Where a line of the following data contains the string "yellow", include it in the tally. Report the total alone.

Records shown
= = =
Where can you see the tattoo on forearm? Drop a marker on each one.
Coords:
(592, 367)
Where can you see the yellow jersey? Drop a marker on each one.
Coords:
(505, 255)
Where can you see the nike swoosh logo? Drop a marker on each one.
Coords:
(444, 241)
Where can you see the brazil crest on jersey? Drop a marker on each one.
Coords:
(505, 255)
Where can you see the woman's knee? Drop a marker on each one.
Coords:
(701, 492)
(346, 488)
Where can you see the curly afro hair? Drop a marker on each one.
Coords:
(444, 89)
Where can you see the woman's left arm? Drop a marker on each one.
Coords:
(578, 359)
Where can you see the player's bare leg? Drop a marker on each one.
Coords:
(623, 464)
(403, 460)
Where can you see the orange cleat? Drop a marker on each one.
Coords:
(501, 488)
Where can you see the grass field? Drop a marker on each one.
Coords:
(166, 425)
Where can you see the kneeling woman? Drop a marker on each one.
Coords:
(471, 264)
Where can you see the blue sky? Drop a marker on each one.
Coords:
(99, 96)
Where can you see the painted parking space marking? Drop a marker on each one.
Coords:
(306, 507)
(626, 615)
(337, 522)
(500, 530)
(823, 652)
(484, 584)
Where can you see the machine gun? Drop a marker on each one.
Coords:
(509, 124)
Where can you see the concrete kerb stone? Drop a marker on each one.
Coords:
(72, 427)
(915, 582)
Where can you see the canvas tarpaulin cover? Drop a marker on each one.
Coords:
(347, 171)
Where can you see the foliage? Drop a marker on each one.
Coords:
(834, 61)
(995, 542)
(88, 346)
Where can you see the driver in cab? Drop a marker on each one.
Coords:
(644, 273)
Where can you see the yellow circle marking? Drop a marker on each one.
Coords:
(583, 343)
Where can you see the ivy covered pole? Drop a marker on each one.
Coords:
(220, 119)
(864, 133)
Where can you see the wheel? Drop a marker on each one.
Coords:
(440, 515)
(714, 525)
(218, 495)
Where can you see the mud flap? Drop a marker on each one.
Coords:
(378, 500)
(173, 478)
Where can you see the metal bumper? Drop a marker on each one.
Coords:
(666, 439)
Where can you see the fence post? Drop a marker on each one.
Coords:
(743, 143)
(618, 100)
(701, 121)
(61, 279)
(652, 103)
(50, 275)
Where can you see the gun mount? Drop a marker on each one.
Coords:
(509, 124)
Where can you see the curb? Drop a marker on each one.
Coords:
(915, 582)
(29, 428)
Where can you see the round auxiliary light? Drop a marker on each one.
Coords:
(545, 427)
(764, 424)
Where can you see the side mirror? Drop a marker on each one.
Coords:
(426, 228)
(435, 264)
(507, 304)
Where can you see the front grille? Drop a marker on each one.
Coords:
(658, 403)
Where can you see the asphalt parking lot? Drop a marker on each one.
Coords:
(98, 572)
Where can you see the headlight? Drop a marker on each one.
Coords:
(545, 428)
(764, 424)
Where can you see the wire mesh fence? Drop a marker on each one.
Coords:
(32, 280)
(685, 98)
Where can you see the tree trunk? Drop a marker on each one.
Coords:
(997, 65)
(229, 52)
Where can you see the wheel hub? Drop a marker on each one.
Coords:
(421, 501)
= = =
Expected output
2